--- WHAT NEEDS TO BE DONE ---
Turn every line of the entries below into a string in a single JSON list, omitting any blank lines.

--- PROVIDED INFORMATION ---
** Begin **
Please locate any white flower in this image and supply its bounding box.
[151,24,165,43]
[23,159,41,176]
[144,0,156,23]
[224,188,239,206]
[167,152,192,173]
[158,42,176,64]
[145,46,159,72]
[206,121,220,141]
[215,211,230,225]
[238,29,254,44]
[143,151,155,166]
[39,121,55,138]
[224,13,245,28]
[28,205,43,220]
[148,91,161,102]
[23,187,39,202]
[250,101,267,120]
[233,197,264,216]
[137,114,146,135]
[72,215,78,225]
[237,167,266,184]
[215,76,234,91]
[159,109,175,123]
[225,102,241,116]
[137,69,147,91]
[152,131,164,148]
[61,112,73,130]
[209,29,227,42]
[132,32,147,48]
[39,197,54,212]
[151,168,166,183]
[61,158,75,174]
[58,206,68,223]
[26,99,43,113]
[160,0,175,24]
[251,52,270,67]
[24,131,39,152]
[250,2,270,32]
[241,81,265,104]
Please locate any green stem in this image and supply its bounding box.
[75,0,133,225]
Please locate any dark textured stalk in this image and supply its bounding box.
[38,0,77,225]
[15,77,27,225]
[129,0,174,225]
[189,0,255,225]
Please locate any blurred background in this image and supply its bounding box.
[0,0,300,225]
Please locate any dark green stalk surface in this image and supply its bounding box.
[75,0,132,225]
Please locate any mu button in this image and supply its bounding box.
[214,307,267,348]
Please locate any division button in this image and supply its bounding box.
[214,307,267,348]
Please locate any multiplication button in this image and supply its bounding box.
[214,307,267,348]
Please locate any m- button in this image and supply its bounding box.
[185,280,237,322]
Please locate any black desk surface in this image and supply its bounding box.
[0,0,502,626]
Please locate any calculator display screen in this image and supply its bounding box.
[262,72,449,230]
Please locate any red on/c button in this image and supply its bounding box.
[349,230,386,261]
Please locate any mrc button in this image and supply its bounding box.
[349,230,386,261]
** End **
--- EXERCISE RESULT ---
[
  "Please locate any white flower in this image and supply its bounding box.",
  "[151,24,165,43]",
  "[23,159,41,176]",
  "[144,0,156,23]",
  "[224,188,239,206]",
  "[167,152,192,173]",
  "[158,42,176,64]",
  "[145,46,159,72]",
  "[206,121,220,141]",
  "[215,211,230,225]",
  "[238,29,254,44]",
  "[143,151,155,166]",
  "[39,121,55,138]",
  "[224,13,245,28]",
  "[28,205,43,220]",
  "[148,91,161,102]",
  "[23,187,39,202]",
  "[250,101,267,120]",
  "[233,197,264,216]",
  "[137,114,146,135]",
  "[72,215,78,225]",
  "[237,167,266,184]",
  "[215,76,234,91]",
  "[159,109,175,123]",
  "[225,102,241,116]",
  "[137,69,147,91]",
  "[152,131,164,148]",
  "[61,112,73,130]",
  "[209,29,227,42]",
  "[132,32,147,48]",
  "[39,197,54,212]",
  "[151,168,166,183]",
  "[61,158,75,174]",
  "[58,206,68,223]",
  "[26,99,43,113]",
  "[160,0,175,24]",
  "[251,52,270,67]",
  "[24,131,39,152]",
  "[250,2,270,32]",
  "[241,81,265,104]",
  "Please locate any green stem in this image and supply its bounding box.",
  "[75,0,133,225]",
  "Please locate any dark textured stalk in this image and supply its bounding box.",
  "[38,0,77,225]",
  "[15,77,27,225]",
  "[129,0,174,225]",
  "[189,0,255,225]",
  "Please locate any blurred background in this image and supply its bounding box.",
  "[0,0,300,225]",
  "Please locate any dark green stalk surface in this image and supply its bounding box.",
  "[75,0,132,225]",
  "Please locate any mu button in this image and supply its bounding box.",
  "[214,307,267,348]",
  "Please locate any division button in this image and supply its bounding box.",
  "[214,307,267,348]",
  "Please locate any multiplication button in this image and supply its bounding box.",
  "[214,307,267,348]",
  "Please locate any m- button in this image and supply its bounding box.",
  "[185,280,237,322]",
  "Please locate any black desk surface in this image and supply its bounding box.",
  "[0,0,502,626]",
  "Please locate any calculator display screen in this image and supply its bounding box.",
  "[262,72,449,230]",
  "Please locate any red on/c button in this image and supply its bounding box.",
  "[349,230,386,261]",
  "Please locate any mrc button in this image and supply its bounding box.",
  "[349,230,386,261]"
]